» Challenge: Copy the rows below word for word, starting at their first line and ending with the line containing "left=0, top=182, right=400, bottom=229". Include both of those lines.

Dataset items
-- Begin --

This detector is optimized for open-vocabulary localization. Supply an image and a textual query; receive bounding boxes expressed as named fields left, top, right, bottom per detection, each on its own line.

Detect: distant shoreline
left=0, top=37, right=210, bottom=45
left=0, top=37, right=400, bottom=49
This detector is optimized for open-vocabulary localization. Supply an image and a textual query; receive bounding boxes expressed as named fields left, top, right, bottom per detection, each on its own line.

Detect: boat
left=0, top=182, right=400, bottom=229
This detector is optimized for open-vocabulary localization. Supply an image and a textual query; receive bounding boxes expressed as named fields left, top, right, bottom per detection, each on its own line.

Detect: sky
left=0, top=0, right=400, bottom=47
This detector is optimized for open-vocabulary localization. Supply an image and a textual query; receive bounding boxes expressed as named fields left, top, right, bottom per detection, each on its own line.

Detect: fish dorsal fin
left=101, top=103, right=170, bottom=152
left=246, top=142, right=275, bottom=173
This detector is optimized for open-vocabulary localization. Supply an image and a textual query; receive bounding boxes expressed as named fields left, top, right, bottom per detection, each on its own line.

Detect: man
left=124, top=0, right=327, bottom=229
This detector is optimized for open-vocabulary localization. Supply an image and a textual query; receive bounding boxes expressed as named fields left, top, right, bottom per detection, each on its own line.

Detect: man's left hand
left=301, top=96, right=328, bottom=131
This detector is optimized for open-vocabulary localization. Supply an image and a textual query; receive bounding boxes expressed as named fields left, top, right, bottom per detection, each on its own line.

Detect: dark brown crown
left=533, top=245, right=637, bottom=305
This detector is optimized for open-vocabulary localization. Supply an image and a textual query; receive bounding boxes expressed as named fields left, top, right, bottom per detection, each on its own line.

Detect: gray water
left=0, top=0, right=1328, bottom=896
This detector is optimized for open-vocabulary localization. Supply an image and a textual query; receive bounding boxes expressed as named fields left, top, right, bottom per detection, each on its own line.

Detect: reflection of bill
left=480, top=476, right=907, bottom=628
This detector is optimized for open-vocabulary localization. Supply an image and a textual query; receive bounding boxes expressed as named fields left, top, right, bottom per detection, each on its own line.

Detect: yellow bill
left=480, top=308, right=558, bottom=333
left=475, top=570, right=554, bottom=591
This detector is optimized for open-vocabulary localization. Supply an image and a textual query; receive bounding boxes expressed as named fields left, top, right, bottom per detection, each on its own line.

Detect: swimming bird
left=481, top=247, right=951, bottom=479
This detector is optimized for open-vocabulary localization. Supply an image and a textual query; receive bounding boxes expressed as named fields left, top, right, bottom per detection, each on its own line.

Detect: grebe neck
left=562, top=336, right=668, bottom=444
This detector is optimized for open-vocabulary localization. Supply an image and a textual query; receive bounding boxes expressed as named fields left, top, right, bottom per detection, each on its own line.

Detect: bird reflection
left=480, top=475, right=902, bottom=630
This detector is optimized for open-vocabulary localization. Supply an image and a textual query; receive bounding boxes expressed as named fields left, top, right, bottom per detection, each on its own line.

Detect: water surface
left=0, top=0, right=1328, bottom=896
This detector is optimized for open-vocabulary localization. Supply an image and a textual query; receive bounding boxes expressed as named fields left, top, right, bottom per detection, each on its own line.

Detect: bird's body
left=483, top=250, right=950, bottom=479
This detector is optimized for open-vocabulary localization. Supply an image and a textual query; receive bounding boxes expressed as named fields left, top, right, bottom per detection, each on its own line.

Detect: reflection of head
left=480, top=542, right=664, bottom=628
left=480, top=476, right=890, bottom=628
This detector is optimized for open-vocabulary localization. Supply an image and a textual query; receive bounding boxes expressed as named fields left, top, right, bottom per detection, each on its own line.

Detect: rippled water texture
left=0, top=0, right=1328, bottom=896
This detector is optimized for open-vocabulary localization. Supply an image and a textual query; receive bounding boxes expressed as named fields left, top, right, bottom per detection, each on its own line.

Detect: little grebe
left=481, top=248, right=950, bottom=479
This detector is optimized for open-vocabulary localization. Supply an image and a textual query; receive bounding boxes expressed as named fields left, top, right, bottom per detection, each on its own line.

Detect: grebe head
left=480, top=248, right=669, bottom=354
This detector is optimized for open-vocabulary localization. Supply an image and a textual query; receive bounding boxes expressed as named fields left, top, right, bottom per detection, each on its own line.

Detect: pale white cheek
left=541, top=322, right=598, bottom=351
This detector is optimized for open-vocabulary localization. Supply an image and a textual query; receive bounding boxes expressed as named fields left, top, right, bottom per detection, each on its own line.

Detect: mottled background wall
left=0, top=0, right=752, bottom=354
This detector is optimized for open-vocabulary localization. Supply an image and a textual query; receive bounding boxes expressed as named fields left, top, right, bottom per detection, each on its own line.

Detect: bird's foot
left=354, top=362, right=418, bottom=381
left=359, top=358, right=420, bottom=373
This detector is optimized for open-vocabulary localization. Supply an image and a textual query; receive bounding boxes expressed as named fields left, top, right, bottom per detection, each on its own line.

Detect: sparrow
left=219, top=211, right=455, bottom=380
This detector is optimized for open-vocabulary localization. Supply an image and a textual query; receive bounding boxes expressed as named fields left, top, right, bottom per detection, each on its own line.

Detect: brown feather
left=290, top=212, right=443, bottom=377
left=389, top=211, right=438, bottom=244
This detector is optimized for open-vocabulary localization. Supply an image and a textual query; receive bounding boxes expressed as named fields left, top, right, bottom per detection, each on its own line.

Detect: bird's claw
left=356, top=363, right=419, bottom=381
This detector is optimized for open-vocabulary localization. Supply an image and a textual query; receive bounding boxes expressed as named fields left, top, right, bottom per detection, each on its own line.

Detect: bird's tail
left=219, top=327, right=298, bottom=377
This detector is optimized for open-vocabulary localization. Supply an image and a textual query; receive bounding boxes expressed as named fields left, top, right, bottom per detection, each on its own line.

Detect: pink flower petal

-- End --

» Right answer:
This detector is optimized for open-vocabulary localization. Supply an image and a textual query; receive bounding boxes expressed as named fields left, top, right, bottom per detection, each on its own line.

Detect: distant shoreline
left=0, top=37, right=210, bottom=45
left=0, top=37, right=400, bottom=49
This detector is optimized for open-vocabulary localization. Supply an image and a textual query; receive bounding boxes expressed as named fields left, top, right, bottom per detection, each on its own line.

Detect: boat
left=0, top=182, right=400, bottom=229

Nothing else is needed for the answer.